Take the entries below and give them back exactly. Leave out nothing.

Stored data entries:
== Segment start ==

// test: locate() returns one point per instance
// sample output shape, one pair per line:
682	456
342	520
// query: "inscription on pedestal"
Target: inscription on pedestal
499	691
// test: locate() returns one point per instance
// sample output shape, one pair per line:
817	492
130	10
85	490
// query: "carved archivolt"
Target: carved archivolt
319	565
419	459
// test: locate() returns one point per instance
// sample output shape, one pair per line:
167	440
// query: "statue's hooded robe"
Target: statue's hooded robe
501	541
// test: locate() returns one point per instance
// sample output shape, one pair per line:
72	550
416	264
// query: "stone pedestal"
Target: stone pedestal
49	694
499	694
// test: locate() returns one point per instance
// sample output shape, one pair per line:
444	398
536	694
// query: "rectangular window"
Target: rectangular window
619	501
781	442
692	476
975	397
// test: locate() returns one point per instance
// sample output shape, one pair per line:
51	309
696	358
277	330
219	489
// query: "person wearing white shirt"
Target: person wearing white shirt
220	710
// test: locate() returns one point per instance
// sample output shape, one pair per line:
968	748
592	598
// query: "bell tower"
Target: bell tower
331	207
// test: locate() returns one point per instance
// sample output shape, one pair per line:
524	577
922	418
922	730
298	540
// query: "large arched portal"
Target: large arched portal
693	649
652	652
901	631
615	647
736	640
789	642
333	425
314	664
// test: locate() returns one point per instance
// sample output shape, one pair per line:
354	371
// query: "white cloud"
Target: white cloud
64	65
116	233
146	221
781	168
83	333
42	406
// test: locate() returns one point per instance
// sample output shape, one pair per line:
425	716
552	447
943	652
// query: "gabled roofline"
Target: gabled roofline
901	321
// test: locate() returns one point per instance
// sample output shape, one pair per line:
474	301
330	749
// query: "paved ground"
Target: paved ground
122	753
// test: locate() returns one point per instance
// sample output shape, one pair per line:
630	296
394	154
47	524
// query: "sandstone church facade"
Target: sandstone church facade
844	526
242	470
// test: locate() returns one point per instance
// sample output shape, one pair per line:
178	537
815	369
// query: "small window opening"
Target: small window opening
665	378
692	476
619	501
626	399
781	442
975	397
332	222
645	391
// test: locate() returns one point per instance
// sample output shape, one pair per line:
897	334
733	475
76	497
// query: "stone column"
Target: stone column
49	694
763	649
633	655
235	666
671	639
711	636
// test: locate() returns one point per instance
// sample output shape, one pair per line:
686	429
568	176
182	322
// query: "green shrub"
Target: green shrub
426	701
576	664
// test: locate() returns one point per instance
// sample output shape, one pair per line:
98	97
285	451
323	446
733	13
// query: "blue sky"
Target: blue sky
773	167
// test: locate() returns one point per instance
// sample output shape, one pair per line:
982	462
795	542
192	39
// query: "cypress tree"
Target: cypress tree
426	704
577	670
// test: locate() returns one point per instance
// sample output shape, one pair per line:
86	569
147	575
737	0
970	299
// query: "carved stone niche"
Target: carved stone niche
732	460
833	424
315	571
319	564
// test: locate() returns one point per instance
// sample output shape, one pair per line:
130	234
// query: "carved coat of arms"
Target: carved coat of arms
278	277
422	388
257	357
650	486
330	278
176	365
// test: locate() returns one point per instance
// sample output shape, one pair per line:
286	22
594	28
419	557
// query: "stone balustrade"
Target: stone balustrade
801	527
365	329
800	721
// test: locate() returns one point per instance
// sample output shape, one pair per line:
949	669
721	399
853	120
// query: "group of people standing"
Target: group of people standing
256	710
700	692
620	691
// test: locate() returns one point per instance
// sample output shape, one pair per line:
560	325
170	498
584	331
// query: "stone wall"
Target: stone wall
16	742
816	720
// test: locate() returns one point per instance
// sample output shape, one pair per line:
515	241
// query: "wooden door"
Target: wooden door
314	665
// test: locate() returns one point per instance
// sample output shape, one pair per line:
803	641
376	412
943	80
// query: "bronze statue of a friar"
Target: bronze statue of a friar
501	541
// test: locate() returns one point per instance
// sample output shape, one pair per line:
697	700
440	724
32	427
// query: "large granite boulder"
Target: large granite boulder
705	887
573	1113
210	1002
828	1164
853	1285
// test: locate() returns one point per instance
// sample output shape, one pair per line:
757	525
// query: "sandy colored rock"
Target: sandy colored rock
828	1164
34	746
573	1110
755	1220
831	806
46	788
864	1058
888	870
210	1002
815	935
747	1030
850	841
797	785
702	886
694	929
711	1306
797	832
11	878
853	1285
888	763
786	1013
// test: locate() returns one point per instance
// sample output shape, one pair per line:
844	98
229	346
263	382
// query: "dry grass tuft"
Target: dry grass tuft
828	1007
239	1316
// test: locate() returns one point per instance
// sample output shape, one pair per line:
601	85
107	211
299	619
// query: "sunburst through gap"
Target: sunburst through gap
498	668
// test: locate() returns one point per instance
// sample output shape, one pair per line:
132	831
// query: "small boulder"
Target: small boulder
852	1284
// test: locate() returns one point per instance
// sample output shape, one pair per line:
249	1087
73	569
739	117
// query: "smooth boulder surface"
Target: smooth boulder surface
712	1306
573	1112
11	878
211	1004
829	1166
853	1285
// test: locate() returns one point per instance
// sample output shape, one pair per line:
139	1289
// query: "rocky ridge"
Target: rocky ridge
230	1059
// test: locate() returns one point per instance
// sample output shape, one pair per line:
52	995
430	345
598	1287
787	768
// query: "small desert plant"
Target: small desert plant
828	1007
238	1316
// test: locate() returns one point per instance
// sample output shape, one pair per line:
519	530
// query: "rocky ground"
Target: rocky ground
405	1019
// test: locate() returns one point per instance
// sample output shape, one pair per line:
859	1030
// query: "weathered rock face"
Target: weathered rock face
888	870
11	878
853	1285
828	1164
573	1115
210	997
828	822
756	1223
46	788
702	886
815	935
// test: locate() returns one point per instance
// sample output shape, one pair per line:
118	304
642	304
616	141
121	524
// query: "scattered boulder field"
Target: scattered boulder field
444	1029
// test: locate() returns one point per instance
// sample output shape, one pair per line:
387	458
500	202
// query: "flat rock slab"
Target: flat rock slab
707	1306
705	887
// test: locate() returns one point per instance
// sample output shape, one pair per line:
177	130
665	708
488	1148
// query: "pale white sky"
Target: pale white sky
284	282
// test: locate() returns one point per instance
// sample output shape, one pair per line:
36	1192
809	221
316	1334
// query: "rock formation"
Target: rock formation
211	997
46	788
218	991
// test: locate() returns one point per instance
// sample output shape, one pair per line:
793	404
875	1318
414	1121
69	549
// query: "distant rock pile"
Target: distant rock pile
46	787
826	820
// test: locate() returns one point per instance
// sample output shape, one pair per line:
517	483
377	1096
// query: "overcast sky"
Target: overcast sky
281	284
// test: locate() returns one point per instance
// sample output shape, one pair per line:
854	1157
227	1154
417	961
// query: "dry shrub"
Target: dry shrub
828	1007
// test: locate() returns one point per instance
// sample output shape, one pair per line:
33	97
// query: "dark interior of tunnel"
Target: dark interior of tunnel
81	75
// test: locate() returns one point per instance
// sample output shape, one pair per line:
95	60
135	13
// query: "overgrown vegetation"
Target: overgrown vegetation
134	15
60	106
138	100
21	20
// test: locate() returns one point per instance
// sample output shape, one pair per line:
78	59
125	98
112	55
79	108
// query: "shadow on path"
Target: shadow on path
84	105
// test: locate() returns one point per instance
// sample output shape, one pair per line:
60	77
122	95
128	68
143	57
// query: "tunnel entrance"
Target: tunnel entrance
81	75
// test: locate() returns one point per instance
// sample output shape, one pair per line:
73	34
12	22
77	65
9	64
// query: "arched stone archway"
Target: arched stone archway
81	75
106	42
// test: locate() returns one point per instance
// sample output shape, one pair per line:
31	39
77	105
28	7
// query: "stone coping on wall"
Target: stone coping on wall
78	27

== Segment end ==

▶ EXPECTED OUTPUT
// test: locate() returns one point per instance
// sample output shape, one pair per line:
682	456
342	520
// query: "inscription on pedestal"
Target: inscription on pedestal
499	691
// test: locate() returns one point per instance
// sample output shape, one pair per line:
817	492
130	10
85	490
// query: "carved archivolt"
Target: carved archivolt
319	565
419	459
// test: locate() returns one point per instance
// sample output shape, one pair per line:
167	440
// query: "statue's hooded robe"
Target: statue's hooded robe
501	541
// test: locate() returns one point per instance
// sample output shape, one pair per line:
72	550
416	264
// query: "stone pedestal"
Target: stone pedestal
49	694
499	694
// test: locate() returns one point per instance
// sample output shape, one pair per line:
444	398
536	694
// query: "rectangular window"
Target: rectangular window
619	501
781	442
692	476
975	397
// test: locate() returns one point per instance
// sample output shape, one pair per line:
51	309
696	358
277	330
219	489
// query: "person wearing white shirt"
Target: person wearing white shirt
220	710
// test: locate() returns one point per instance
// sample output shape, one pair per line:
968	748
592	598
// query: "bell tower"
Target: bell tower
331	207
// test: locate() returns one point per instance
// sample output shape, one pair per line:
524	577
922	418
922	730
298	540
// query: "large arched portal"
Target: large arched portal
693	649
652	652
901	631
615	647
736	640
789	642
333	425
314	664
// test: locate() returns one point per instance
// sample output shape, one pair per line:
354	371
// query: "white cloud"
Target: white cloud
64	65
116	233
146	221
781	168
83	333
42	406
// test: locate() returns one point per instance
// sample output shape, one pair per line:
425	716
552	447
943	652
// query: "gabled roofline"
Target: gabled roofline
901	321
// test: locate() returns one point per instance
// sample output shape, one pair per line:
474	301
330	749
// query: "paved ground"
Target: paved ground
122	753
// test: locate() returns one point per instance
// sample output shape, one pair per line:
630	296
394	154
47	524
// query: "sandstone church facade"
Target: sandstone church facade
844	526
242	470
// test: locate() returns one point per instance
// sample output shape, one pair per line:
178	537
815	369
// query: "small window opening"
Target: small window opening
665	378
692	476
619	501
626	399
781	442
975	397
332	222
645	391
// test: locate() returns one point per instance
// sample output shape, one pair per line:
897	334
733	475
76	497
// query: "stone column"
Target: stone column
49	694
763	649
633	655
235	666
671	639
711	636
// test: locate() returns one point per instance
// sample output shape, one pair per line:
686	429
568	176
182	322
// query: "green shrub"
Target: green shrub
426	701
576	664
// test: locate() returns one point per instance
// sample output shape, one pair per line:
98	97
285	451
323	446
733	13
// query: "blue sky"
Target: blue sky
773	167
// test: locate() returns one point per instance
// sample output shape, one pair per line:
982	462
795	542
192	39
// query: "cypress tree"
Target: cypress tree
426	704
577	670
// test: locate() returns one point per instance
// sample output shape, one pair per line:
86	569
147	575
737	0
970	299
// query: "carved stone niche"
Target: carved stone niche
732	460
833	424
315	571
319	564
// test: locate() returns one point per instance
// sample output shape, one pair per line:
130	234
// query: "carved coat of arms"
Target: carved coat of arms
278	277
422	388
257	357
650	486
330	278
176	365
// test: locate() returns one point per instance
// sample output shape, one pair per line:
286	22
594	28
419	557
// query: "stone balustrade"
Target: stone balustrade
801	527
365	329
800	721
// test: locate() returns one point per instance
// sample output shape, one pair per line:
949	669
721	399
853	120
// query: "group of people standing"
Target: group of people standing
256	710
700	692
620	691
// test: locate() returns one point per instance
// sample output shape, one pair per line:
560	325
170	498
584	331
// query: "stone wall"
Target: stone wall
16	742
816	720
// test: locate() returns one point per instance
// sample output shape, one pair per line:
515	241
// query: "wooden door"
Target: wooden door
314	665
// test: locate() returns one point per instance
// sample output shape, one pair per line:
803	641
376	412
943	80
// query: "bronze statue of a friar"
Target: bronze statue of a friar
501	541
// test: locate() returns one point per instance
// sample output shape, one pair per line:
697	700
440	724
32	427
// query: "large granite boulder"
Target: large granite boulder
705	887
573	1113
210	1002
828	1164
853	1285
// test: locate() returns one point per instance
// sample output shape, one pair per line:
757	525
// query: "sandy colored rock"
Target: sandy colored rock
828	1164
34	746
573	1110
755	1220
831	806
46	788
864	1058
888	870
210	1002
815	935
747	1030
850	841
797	785
702	886
694	929
711	1306
797	832
11	878
853	1285
888	763
786	1013
// test: locate() returns one point per instance
// sample output shape, one pair per line:
844	98
229	346
263	382
// query: "dry grass tuft"
Target: dry grass tuft
828	1007
239	1316
// test: locate() returns one point per instance
// sample output shape, one pair per line:
601	85
107	211
299	619
// query: "sunburst through gap"
Target: sunburst through gap
498	668
// test: locate() returns one point per instance
// sample output shape, one pair per line:
132	831
// query: "small boulder"
Target: small boulder
852	1284
// test: locate() returns one point per instance
// sample output shape, one pair per line:
249	1087
73	569
739	117
// query: "smooth boulder surface"
Target: smooth boulder surface
712	1306
573	1112
11	878
211	1004
829	1166
853	1285
// test: locate() returns one point per instance
// sample output shape, one pair per line:
139	1289
// query: "rocky ridge"
Target: rocky ridge
230	1059
// test: locate() returns one point per instance
// sample output shape, one pair per line:
52	995
430	345
598	1287
787	768
// query: "small desert plant"
Target: small desert plant
828	1007
238	1316
// test: locate() returns one point per instance
// sample output shape, one pair per line:
519	530
// query: "rocky ground"
Target: rocky ground
405	1019
// test: locate() returns one point per instance
// sample output shape, one pair per line:
859	1030
// query: "weathered rock face"
Target: weathered rock face
888	870
11	878
853	1285
828	1164
573	1115
210	997
828	822
756	1223
46	788
702	886
815	935
// test: locate() returns one point per instance
// sample output shape, one pair per line:
118	304
642	304
616	141
121	524
// query: "scattered boulder field"
Target: scattered boulder field
444	1029
// test: locate() returns one point per instance
// sample output shape, one pair per line:
387	458
500	202
// query: "flat rock slab"
Target: flat rock slab
707	1306
705	887
// test: locate() returns one point per instance
// sample output shape, one pair per line:
177	130
665	708
488	1148
// query: "pale white sky"
Target: pale white sky
284	282
// test: locate() returns one point per instance
// sample output shape, one pair per line:
36	1192
809	221
316	1334
// query: "rock formation"
Target: rock formation
211	997
46	788
218	991
// test: locate() returns one point per instance
// sample output shape, one pair per line:
793	404
875	1318
414	1121
69	549
// query: "distant rock pile"
Target: distant rock pile
46	787
826	820
// test: locate() returns one point per instance
// sample output shape, one pair per line:
517	483
377	1096
// query: "overcast sky"
Target: overcast sky
281	284
// test: locate() returns one point per instance
// sample output shape, one pair per line:
854	1157
227	1154
417	961
// query: "dry shrub"
Target: dry shrub
828	1007
// test: locate() returns one point per instance
// sample output shape, one pair per line:
33	97
// query: "dark interior of tunnel"
Target: dark interior of tunnel
81	75
// test: locate() returns one point per instance
// sample output shape, one pair per line:
95	60
135	13
// query: "overgrown vegetation"
Target: overgrown vegetation
134	15
60	106
138	100
21	20
// test: locate() returns one point per instance
// sample output shape, one pair per line:
78	59
125	98
112	55
79	108
// query: "shadow on path"
Target: shadow on path
84	105
// test: locate() returns one point per instance
// sample output shape, one pair per line:
60	77
122	95
128	68
143	57
// query: "tunnel entrance"
Target: tunnel entrance
81	75
// test: locate() returns one point per instance
// sample output shape, one pair per line:
73	34
12	22
77	65
9	64
// query: "arched stone archway"
Target: arched stone archway
81	75
106	42
// test: locate() returns one point per instance
// sample output shape, one pair per line:
31	39
77	105
28	7
// query: "stone coping on wall"
Target: stone coping on wall
78	27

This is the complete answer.